* [ПРЕДЛОЖЕННЫЙ ТЕКСТ]:

Впереди цель — «Пионер Алтая» — кораблик на подводных крыльях, и ходит он через Телецкое озеро два или три раза в неделю. Нужно успеть на наш рейс из Барнаульского аэропорта.
Встаем в пять утра. Быстро завтракаем, привязываем вещи на катамараны. В шесть часов уже работаем веслами. Пройти нужно много. И в 15.00 «Пионер Алтая» направляется на Артыбаш. Нас на катамаране вместо двоих трое. Каяк-то остался в Риге на взлетной полосе — не хватило ему места в самолете. Скорее всего, к лучшему.
Трое — это я и два брата из двойни. Они привыкли друг ко другу — все-таки вместе росли. И не прочь показать, что я лишняя. Я уже и жалела, зачем мы с мужем позвали его брата в водный туризм. Трудно мне с ними, но это другая тема.
Почти девять часов не выпускали весел из рук — гребли с полной отдачей. Прошли мимо Чульчи — правого притока с красивейшим водопадом. Были рядом, планировали сбегать на водопад (часов шесть ходу до жемчужины Алтая), но не суждено. И мимо облепиховых островов тоже. Едва успела сорвать веточку облепихи, ярко-оранжевую от крупных сочных ягод. Река подтачивает берег, и кусты облепихи падают в воду.
Под разговор о слабости женщин — любят они эту тему, меняясь друг с другом местами пассажира и гребца, причалили к берегу Телецкого озера. Слушала разговор, не вмешивалась, ждала — предложат ли меня сменить на веслах. Да ладно. Успели! Минут двадцать на разборку катамаранов и погрузку вещей на палубу. А я еще и голову успела помыть, точнее, колтун на голове. Расчесаться успею — часов семь до Артыбаша. После трудного и опасного похода мужички мои завалились под тент на палубе и уснули.
Моросил дождь. Говорят, на кораблике есть буфет с булочками и чаем. Порадую братиков угощением. На корабле среди местных жителей оказались еще не только наши две группы, но и группа водников из Владивостока. Они прошли маршрут посерьезнее: связку Чулышман — Башкаус. Чулышман выше Язулы и нижний Башкаус — поход тянет на шестерку.

* [ИСХОДНЫЕ ДАННЫЕ]:
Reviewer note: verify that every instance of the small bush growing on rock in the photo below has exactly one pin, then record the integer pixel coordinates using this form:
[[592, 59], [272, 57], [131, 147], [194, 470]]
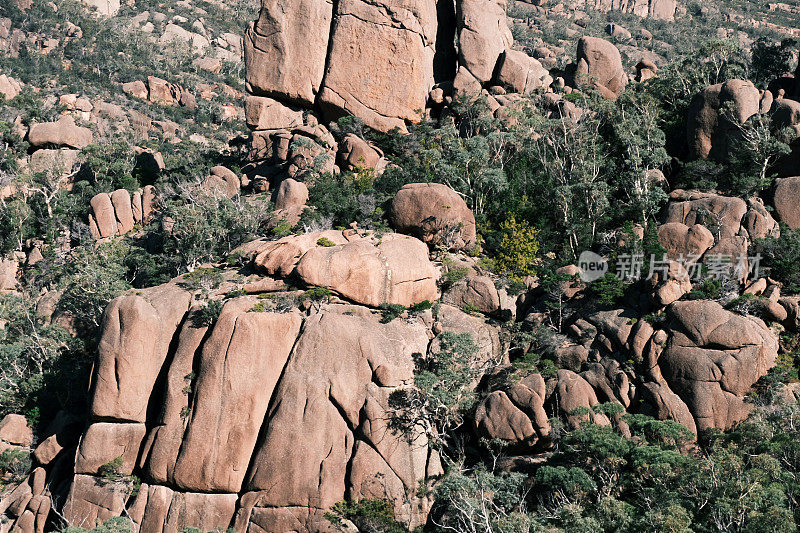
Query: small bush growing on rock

* [ЧТО НУЖНО СДЕЛАТЬ]:
**a)** Перепишите фрагмент очерка о походе от «Впереди цель —» до «из Барнаульского аэропорта.», заменив «кораблик» на «теплоход».
**b)** Перескажите в виде списка абзац очерка о походе, начинающийся словами «Встаем в пять утра», сохранив основные факты.
**c)** Переведите на английский язык предложение из очерка о походе: «Река подтачивает берег, и кусты облепихи падают в воду».

* [ОТВЕТЫ ПО ЗАДАНИЯМ]:
**a)**
Впереди цель — «Пионер Алтая» — теплоход на подводных крыльях, и ходит он через Телецкое озеро два или три раза в неделю. Нужно успеть на наш рейс из Барнаульского аэропорта.

**b)**
- Подъем в пять утра, быстрый завтрак, вещи привязывают на катамараны.
- В шесть часов уже гребут веслами.
- Пройти нужно много: в 15.00 «Пионер Алтая» отправляется на Артыбаш.
- На катамаране трое вместо двоих.
- Каяк остался в Риге на взлетной полосе, потому что ему не хватило места в самолете; скорее всего, это к лучшему.

**c)** The river is undermining the bank, and the sea buckthorn bushes are falling into the water.